Records to process

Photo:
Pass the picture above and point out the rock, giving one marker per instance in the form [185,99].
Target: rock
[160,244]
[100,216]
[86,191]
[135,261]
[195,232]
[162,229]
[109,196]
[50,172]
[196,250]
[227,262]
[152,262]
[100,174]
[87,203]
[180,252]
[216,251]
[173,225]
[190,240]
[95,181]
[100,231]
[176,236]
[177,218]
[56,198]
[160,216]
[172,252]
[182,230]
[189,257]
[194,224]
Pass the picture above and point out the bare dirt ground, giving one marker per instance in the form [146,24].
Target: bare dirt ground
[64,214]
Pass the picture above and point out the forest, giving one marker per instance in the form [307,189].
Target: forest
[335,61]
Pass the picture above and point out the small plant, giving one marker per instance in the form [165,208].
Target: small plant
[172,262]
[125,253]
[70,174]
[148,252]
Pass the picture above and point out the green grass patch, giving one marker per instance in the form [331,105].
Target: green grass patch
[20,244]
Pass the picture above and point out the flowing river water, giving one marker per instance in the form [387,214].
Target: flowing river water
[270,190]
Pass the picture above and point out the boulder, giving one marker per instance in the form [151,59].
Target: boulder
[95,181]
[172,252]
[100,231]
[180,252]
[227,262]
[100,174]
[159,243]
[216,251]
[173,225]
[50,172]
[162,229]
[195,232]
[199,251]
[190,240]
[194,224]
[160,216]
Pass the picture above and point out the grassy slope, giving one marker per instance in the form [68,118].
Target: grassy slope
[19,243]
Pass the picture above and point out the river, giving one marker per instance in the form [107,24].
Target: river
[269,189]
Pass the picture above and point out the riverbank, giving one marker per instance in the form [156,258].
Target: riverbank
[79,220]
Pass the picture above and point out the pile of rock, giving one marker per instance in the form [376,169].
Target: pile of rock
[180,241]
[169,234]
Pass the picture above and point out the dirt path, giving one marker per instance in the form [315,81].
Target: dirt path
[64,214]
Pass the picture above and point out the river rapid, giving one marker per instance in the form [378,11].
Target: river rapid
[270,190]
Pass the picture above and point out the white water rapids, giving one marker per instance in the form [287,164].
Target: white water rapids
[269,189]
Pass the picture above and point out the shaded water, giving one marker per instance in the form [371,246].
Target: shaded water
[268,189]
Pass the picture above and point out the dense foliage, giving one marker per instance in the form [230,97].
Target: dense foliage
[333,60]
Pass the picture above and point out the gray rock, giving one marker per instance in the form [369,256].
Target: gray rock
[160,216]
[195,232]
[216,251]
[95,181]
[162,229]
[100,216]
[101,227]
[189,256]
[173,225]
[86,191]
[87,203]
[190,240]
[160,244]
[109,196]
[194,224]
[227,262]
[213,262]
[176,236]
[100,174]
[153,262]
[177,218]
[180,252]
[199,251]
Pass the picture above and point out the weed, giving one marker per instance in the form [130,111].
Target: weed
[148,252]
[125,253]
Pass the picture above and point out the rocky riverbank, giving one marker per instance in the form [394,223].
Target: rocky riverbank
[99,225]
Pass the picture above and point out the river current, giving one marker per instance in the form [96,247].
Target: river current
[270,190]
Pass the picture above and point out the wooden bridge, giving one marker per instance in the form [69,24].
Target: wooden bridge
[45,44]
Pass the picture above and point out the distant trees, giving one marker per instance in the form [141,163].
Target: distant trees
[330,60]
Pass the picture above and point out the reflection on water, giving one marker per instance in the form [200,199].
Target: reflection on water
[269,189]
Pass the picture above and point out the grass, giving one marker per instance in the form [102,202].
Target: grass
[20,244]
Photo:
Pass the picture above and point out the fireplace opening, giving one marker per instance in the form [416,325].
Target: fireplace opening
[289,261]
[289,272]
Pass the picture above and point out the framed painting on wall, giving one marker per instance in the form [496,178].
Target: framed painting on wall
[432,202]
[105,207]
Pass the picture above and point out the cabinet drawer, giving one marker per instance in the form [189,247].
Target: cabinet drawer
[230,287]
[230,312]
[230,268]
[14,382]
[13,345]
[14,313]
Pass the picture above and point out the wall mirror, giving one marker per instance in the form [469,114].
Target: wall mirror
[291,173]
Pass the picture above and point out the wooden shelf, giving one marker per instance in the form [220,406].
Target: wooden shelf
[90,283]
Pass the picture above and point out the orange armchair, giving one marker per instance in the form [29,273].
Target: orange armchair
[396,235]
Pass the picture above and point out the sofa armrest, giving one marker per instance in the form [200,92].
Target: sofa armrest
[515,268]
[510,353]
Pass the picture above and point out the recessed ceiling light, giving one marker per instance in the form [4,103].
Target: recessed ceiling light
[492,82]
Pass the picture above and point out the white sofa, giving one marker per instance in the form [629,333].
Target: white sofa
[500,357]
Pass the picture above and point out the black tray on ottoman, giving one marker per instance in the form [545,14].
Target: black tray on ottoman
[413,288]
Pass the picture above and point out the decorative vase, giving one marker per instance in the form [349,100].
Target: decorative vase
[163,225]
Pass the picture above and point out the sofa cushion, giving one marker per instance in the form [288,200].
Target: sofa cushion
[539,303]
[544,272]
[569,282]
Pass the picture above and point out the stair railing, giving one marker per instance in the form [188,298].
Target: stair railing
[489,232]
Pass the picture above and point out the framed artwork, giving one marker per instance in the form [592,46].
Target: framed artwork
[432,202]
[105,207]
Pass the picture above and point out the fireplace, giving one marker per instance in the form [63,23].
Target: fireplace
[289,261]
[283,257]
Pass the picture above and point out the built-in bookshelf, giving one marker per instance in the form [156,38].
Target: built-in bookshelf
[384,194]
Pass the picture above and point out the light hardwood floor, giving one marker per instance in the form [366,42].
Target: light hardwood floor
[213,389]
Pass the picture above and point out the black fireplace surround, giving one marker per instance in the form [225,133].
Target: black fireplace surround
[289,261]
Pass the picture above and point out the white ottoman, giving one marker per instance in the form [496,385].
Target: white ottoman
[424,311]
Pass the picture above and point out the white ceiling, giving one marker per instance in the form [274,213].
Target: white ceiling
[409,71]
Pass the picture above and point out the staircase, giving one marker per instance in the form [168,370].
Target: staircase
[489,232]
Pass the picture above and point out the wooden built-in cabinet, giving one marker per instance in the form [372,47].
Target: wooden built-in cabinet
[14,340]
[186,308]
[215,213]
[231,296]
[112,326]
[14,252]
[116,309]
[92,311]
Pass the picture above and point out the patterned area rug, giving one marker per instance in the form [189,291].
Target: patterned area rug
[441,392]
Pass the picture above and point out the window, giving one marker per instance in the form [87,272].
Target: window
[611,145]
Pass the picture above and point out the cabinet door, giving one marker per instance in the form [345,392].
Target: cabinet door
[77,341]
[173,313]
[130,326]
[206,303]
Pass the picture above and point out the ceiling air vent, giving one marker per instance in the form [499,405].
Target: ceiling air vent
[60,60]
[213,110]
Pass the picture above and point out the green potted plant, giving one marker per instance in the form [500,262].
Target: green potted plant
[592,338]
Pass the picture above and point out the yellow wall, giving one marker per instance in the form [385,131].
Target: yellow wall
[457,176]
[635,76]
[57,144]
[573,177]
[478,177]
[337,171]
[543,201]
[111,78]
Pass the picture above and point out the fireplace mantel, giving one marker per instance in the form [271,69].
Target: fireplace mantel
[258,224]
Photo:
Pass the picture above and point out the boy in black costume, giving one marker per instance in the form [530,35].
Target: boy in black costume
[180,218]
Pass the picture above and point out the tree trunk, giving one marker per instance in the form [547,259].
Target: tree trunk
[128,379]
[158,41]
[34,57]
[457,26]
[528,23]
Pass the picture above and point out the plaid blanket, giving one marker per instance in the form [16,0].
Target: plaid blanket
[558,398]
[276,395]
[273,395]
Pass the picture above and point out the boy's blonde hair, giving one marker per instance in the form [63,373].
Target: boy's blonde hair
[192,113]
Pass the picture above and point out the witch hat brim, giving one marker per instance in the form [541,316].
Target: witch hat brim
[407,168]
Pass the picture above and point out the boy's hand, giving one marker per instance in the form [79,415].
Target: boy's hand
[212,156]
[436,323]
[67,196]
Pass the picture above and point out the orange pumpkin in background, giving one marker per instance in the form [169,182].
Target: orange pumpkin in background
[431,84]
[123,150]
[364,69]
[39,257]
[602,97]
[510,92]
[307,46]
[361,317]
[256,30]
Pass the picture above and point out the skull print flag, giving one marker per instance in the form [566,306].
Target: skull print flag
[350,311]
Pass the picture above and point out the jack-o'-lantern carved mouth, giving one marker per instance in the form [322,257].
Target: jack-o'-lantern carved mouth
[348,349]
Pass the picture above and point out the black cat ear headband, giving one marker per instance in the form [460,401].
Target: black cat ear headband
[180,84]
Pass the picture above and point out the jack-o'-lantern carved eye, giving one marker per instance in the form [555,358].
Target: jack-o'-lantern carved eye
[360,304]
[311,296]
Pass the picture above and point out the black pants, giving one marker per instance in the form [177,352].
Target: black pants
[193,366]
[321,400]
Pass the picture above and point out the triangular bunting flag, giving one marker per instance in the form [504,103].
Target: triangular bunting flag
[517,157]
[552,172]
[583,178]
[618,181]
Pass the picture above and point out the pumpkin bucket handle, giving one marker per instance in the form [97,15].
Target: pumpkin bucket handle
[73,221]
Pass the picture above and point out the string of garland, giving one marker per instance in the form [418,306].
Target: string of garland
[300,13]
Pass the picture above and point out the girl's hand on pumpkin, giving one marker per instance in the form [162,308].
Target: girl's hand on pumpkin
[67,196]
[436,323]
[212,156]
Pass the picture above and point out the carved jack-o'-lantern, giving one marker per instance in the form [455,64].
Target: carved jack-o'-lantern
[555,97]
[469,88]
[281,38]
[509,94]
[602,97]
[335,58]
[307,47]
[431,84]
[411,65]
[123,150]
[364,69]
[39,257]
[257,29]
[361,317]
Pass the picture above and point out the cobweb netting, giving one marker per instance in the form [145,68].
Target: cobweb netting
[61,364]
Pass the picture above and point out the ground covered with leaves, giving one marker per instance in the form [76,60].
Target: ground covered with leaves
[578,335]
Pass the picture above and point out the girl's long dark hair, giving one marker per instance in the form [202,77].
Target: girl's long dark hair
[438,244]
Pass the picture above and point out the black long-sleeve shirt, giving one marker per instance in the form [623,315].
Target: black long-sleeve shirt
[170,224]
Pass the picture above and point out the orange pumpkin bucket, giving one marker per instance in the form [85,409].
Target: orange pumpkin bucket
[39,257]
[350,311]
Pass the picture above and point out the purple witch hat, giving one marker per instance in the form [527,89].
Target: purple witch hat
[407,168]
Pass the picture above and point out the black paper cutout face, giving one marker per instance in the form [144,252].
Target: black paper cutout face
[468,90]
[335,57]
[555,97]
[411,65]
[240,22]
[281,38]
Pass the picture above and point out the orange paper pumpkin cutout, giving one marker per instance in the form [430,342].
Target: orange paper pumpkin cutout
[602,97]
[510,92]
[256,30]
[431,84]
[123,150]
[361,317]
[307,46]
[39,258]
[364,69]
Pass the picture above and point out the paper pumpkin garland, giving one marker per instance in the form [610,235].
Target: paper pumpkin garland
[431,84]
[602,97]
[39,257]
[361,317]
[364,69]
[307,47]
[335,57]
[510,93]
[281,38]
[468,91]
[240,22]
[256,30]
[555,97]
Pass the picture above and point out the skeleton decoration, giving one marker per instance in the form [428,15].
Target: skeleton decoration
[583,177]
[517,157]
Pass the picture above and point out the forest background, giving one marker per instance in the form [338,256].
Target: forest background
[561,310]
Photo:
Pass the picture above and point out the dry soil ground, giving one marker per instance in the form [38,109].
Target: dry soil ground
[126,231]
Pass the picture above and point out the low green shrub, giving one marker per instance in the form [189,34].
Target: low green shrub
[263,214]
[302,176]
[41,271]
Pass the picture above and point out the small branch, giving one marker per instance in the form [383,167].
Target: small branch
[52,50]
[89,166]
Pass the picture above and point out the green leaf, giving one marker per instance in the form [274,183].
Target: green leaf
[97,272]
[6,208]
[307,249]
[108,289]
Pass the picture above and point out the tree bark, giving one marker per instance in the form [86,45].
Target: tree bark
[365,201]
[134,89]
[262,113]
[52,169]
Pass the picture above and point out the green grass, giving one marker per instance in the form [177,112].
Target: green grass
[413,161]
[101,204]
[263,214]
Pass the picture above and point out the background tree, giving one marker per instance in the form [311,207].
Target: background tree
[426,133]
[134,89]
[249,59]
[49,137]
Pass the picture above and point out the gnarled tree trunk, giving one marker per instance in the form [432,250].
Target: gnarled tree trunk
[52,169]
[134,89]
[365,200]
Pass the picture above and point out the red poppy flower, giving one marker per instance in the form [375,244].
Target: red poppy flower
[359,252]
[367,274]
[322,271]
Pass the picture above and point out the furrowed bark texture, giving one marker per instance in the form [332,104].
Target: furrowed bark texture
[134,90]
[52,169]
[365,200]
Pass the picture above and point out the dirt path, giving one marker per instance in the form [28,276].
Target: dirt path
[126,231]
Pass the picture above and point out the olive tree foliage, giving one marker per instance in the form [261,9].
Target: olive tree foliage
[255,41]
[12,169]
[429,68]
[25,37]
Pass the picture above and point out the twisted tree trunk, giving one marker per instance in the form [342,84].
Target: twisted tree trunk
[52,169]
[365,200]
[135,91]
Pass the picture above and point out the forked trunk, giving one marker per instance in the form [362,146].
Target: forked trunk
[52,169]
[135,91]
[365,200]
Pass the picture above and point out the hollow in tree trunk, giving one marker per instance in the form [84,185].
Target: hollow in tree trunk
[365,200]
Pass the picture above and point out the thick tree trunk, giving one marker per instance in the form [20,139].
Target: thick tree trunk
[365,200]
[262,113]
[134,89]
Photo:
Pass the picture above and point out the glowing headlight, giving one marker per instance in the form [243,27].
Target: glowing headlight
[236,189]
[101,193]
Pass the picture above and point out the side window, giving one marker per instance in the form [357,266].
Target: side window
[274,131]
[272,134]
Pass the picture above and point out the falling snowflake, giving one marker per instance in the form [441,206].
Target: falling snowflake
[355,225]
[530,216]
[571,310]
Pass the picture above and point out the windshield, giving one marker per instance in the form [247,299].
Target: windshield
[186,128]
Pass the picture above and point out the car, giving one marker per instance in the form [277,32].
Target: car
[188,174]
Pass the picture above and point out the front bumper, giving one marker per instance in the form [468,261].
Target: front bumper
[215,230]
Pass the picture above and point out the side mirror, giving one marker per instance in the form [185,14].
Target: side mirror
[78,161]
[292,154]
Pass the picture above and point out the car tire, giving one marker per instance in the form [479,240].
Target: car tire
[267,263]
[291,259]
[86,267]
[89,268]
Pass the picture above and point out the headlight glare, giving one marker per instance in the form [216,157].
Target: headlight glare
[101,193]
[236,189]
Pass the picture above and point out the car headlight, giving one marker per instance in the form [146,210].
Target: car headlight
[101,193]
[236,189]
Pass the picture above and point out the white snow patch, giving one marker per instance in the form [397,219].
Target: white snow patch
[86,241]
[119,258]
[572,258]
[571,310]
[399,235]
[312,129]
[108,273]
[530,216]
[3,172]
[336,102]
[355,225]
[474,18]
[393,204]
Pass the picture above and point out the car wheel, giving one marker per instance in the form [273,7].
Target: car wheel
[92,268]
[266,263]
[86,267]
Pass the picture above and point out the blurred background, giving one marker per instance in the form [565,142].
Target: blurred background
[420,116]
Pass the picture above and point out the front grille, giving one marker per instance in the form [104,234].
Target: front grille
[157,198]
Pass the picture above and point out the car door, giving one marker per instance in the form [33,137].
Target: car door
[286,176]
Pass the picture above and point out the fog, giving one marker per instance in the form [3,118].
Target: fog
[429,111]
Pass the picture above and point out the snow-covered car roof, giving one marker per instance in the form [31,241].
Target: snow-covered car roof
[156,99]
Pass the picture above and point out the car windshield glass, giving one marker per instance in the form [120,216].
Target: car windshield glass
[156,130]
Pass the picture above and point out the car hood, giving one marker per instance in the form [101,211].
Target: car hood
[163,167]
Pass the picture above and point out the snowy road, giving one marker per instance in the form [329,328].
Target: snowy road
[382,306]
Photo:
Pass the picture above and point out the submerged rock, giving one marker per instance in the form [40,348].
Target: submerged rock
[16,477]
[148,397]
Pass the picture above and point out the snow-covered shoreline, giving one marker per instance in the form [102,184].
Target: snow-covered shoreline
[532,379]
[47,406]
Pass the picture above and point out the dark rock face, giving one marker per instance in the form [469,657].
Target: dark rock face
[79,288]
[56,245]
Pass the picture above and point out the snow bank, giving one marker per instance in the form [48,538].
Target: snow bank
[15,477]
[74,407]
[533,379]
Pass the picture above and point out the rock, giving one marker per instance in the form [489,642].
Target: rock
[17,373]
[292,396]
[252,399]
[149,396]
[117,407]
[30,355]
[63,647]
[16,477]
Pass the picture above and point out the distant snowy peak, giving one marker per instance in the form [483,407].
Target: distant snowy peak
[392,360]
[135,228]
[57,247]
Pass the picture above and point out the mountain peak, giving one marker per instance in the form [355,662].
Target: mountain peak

Objective
Everything from the line containing "Pass the picture above and point out the front grille, giving" through the last line of the records must be given again exactly; leave out all other lines.

Correct response
Pass the picture above and point out the front grille, giving one marker per instance in the form [104,234].
Target: front grille
[157,198]
Pass the picture above and point out the car door, giving one marker per instance in the form [33,137].
Target: car door
[286,176]
Pass the picture above and point out the fog, giving one marker per instance in the form [3,118].
Target: fog
[429,111]
Pass the picture above and point out the snow-covered car roof, giving one marker per instance in the form [31,241].
Target: snow-covered car roof
[156,99]
Pass the picture above and point out the car windshield glass, giving one marker per instance in the form [120,216].
Target: car windshield glass
[156,130]
Pass the picture above and point out the car hood, giving one marker per instance in the form [101,211].
Target: car hood
[163,167]
Pass the picture above and point out the snowy road, giving one marker per instance in the form [329,328].
Target: snowy road
[382,306]
Photo:
Pass the picture above and point out the submerged rock, giving one marker per instance in the form [40,348].
Target: submerged rock
[16,477]
[148,397]
Pass the picture above and point out the snow-covered shoreline, giving one marker per instance in the form [102,184].
Target: snow-covered shoreline
[532,379]
[47,406]
Pass the picture above and point out the dark rock face, giving one marker per instance in the form [469,657].
Target: dark rock face
[79,288]
[56,245]
Pass the picture above and point out the snow bank, giving one marker per instance in the form [48,538].
Target: snow bank
[15,477]
[74,407]
[533,379]
Pass the picture above and point out the rock, giving one marker per instance in the form [489,642].
Target: rock
[17,373]
[292,396]
[252,399]
[149,396]
[117,407]
[30,355]
[63,647]
[16,477]
Pass the picture above and point out the distant snowy peak, giving one marker per instance in the form [483,407].
Target: distant snowy peak
[392,360]
[135,228]
[57,247]
Pass the picture above and point out the mountain peak, giving one marker per instance in the form [355,662].
Target: mountain peak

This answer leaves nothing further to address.